** Begin Material provided **

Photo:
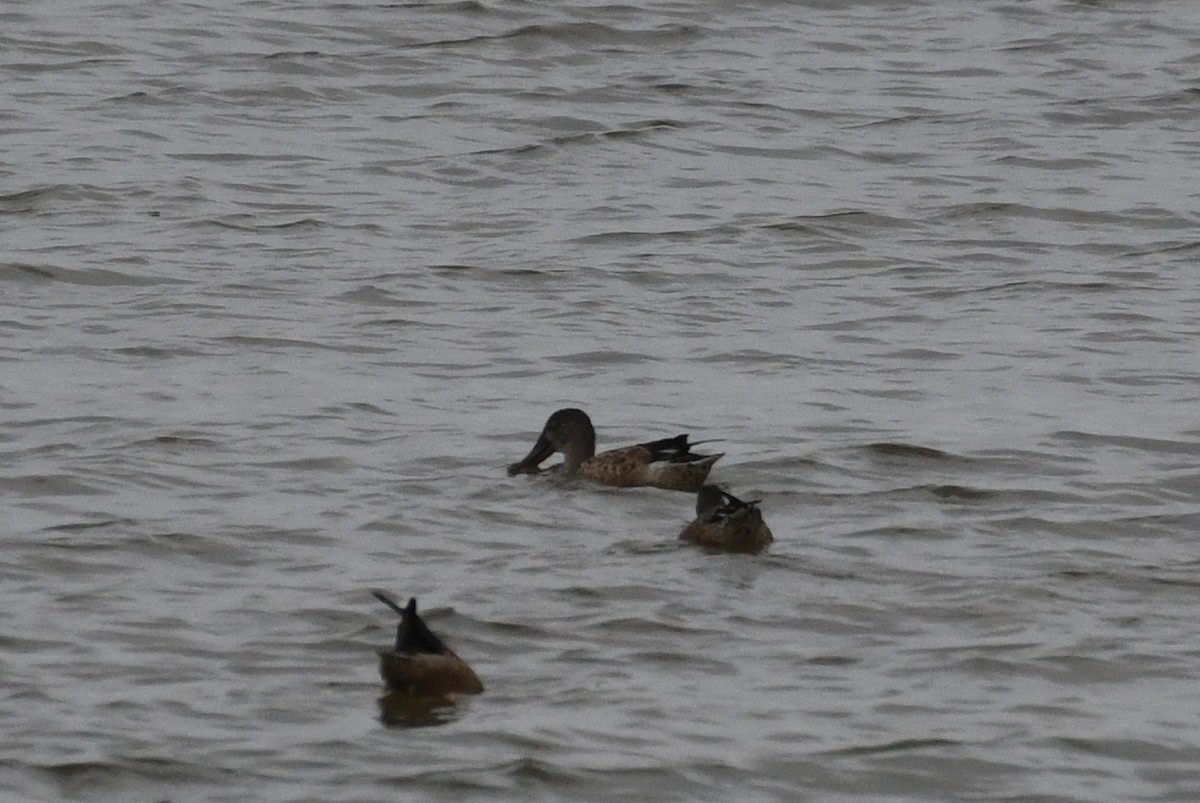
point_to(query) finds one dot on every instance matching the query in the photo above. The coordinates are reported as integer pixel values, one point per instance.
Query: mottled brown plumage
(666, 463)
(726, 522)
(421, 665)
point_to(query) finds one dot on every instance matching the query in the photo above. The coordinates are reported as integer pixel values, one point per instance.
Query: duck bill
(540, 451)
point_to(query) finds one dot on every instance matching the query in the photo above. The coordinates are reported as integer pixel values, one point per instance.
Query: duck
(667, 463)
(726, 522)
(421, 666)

** End Material provided **
** Begin Material provided **

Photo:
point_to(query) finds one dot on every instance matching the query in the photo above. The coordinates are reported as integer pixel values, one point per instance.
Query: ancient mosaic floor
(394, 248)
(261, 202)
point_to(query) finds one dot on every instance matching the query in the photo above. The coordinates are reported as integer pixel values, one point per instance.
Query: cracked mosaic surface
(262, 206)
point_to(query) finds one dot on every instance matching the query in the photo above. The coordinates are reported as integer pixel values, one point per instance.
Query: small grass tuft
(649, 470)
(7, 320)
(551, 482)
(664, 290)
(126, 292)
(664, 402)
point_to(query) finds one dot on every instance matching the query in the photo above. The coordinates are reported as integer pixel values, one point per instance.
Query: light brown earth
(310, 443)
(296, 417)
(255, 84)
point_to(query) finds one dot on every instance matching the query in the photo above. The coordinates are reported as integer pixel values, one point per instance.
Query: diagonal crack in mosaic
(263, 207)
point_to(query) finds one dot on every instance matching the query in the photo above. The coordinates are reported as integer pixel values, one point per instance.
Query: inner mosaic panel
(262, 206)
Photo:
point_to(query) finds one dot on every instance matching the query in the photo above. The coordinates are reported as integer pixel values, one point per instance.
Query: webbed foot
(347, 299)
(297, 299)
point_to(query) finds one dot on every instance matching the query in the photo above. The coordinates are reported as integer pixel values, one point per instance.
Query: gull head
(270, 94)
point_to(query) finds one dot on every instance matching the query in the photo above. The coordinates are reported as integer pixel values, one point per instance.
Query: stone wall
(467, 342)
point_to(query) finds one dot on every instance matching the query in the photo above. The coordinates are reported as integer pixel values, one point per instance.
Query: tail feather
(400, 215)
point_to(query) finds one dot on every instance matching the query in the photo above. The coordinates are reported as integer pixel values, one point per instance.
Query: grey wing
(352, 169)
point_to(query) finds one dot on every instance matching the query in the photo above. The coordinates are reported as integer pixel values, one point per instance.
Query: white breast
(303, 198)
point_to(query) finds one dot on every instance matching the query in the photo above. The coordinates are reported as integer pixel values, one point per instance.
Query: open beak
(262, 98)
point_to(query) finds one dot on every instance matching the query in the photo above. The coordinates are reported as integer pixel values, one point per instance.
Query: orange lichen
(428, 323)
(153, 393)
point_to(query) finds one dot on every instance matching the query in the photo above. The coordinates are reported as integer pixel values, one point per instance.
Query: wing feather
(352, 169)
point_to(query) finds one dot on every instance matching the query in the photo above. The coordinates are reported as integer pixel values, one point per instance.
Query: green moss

** End Material provided **
** Begin Material provided **

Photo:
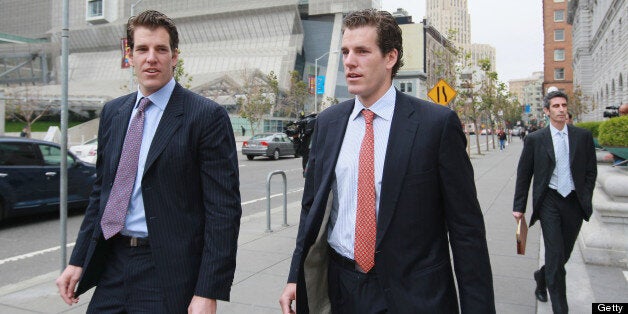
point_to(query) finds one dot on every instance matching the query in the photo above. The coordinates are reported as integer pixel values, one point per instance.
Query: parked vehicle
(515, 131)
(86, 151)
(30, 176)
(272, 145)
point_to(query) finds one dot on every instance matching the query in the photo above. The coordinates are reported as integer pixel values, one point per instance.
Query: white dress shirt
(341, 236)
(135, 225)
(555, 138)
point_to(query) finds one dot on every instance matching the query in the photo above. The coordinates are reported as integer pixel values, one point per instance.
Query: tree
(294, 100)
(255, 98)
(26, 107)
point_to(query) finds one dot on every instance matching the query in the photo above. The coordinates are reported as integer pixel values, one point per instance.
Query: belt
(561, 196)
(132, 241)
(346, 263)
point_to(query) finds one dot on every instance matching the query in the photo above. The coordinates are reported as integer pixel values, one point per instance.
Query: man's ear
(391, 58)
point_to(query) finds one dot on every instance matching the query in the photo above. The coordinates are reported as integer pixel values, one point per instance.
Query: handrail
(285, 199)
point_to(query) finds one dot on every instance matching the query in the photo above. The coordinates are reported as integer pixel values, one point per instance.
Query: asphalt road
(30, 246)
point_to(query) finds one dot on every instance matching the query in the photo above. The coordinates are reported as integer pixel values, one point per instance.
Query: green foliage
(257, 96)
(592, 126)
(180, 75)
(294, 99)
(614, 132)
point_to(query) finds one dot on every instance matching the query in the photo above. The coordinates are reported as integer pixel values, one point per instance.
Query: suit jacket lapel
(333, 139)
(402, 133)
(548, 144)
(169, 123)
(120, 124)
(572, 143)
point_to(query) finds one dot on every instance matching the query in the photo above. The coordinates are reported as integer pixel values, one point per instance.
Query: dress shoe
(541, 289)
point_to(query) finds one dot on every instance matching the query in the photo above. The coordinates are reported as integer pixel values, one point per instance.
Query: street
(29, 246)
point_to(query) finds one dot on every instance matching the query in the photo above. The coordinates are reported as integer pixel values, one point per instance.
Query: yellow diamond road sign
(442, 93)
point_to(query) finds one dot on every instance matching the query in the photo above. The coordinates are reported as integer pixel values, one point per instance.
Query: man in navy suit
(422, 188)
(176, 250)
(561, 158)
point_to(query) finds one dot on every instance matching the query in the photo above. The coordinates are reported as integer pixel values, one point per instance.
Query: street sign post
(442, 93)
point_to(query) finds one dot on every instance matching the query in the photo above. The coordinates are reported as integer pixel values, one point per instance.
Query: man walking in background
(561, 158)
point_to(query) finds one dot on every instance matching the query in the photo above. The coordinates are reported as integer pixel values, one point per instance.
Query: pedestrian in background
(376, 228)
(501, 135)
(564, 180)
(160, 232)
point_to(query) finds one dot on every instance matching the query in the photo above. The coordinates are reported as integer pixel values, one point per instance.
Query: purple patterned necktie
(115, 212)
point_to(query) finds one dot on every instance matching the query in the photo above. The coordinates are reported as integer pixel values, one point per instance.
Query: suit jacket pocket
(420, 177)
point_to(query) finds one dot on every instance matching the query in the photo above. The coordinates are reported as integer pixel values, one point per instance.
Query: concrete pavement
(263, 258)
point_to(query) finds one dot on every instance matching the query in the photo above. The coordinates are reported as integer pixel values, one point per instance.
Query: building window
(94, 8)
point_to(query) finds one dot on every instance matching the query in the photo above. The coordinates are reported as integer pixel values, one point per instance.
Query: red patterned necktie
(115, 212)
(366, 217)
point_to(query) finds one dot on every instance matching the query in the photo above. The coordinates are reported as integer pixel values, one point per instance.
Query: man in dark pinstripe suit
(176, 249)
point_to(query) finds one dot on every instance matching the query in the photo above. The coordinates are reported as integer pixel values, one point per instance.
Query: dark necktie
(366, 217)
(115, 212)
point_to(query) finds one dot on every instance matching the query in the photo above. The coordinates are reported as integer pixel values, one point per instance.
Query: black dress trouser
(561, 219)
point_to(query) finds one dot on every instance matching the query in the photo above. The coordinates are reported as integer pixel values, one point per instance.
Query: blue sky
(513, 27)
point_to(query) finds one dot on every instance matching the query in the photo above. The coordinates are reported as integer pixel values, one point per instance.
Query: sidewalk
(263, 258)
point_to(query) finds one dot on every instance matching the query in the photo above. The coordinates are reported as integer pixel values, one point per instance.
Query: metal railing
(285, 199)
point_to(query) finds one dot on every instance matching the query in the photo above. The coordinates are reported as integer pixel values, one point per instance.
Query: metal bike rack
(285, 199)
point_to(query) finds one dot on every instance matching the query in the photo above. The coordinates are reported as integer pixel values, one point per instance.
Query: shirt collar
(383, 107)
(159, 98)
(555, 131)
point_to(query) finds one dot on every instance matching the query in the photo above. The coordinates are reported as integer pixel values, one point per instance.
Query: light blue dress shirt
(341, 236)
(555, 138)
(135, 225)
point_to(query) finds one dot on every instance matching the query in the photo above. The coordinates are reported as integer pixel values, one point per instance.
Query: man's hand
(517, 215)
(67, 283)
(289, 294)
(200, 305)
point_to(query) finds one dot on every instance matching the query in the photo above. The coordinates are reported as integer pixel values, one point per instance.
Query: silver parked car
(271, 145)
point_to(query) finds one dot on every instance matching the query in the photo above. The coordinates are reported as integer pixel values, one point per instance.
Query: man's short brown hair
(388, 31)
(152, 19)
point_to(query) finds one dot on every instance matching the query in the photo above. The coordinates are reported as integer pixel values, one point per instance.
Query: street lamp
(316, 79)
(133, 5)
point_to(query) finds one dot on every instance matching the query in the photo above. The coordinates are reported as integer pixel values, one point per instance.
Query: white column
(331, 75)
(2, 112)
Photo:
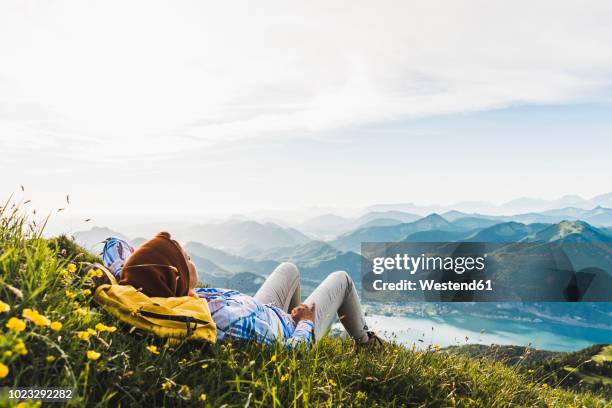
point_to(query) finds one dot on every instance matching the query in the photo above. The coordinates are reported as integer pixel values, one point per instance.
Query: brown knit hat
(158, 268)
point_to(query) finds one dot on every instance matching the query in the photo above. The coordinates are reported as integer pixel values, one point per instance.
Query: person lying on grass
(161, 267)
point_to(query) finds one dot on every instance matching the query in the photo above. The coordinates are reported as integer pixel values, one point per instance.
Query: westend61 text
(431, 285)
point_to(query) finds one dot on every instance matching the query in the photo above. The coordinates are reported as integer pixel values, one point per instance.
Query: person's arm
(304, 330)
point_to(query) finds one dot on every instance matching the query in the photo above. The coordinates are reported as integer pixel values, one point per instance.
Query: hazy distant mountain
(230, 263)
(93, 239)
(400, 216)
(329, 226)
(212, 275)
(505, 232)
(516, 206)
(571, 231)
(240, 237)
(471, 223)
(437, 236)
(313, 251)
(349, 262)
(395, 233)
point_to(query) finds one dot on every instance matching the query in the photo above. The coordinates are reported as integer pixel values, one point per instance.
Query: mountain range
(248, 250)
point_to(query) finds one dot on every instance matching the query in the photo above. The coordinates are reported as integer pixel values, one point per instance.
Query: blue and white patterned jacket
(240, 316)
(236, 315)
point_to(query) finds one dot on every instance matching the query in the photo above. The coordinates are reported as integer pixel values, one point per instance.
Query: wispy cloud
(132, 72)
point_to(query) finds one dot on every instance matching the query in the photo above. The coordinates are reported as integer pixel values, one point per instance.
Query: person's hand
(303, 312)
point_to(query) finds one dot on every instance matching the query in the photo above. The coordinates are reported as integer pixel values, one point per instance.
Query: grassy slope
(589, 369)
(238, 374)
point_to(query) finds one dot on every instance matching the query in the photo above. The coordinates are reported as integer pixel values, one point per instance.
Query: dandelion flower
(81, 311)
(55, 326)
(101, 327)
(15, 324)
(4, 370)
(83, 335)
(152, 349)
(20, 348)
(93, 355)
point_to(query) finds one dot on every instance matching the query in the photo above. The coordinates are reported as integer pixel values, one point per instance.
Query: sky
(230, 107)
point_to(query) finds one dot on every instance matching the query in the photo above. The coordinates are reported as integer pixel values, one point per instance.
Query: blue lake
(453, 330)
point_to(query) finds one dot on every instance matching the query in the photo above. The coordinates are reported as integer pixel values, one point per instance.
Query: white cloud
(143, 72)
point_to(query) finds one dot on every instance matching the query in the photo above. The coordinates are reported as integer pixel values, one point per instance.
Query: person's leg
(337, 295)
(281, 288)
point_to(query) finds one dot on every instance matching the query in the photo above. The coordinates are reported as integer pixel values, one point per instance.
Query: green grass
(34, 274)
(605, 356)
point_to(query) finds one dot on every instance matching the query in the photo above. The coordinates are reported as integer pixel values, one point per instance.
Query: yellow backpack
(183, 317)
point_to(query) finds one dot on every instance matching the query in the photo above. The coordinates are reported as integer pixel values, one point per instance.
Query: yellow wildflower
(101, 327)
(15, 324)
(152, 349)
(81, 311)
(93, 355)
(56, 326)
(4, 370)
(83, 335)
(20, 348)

** End Material provided **

▸ Exercise aim
Count the lines above that contain the word "dark", treating uppercase and lowercase as different, and reply with only the count.

▸ Solution below
2